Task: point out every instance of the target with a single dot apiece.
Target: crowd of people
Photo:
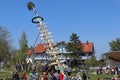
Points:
(51, 74)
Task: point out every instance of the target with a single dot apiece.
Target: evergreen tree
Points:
(5, 43)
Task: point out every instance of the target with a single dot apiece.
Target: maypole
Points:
(46, 36)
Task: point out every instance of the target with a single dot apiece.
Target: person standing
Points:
(84, 77)
(24, 77)
(16, 76)
(61, 75)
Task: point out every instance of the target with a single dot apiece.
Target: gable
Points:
(87, 47)
(114, 56)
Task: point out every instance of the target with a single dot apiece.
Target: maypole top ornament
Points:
(30, 5)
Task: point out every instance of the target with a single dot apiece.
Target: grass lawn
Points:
(92, 76)
(101, 76)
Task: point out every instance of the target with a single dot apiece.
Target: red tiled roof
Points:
(87, 47)
(40, 48)
(114, 56)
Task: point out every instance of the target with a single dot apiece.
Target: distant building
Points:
(40, 50)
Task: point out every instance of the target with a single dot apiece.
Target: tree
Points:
(23, 47)
(5, 43)
(91, 61)
(115, 45)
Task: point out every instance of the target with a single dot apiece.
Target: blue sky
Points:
(97, 21)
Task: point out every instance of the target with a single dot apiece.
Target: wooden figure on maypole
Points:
(45, 35)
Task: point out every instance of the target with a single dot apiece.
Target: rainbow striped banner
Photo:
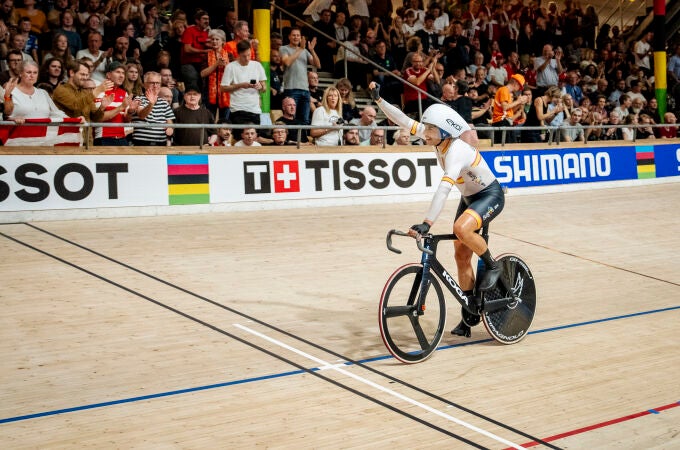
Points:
(188, 179)
(644, 157)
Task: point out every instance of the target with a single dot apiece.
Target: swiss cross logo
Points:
(286, 176)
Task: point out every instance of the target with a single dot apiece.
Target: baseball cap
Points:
(192, 87)
(519, 78)
(114, 65)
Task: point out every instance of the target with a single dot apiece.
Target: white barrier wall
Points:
(40, 187)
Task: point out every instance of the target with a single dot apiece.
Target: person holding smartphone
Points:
(245, 80)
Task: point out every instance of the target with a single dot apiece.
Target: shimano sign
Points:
(560, 166)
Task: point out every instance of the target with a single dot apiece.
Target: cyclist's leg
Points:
(482, 208)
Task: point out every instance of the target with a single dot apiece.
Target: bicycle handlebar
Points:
(401, 233)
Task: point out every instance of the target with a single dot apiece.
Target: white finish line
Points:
(329, 366)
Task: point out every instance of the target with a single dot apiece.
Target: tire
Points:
(411, 336)
(511, 323)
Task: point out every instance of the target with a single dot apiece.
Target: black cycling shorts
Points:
(485, 205)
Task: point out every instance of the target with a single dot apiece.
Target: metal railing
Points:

STATED TASK — Extract each line of the material above that contains the word "white".

PROBLEM SOLUTION —
Target: white barrier wall
Target: white finish line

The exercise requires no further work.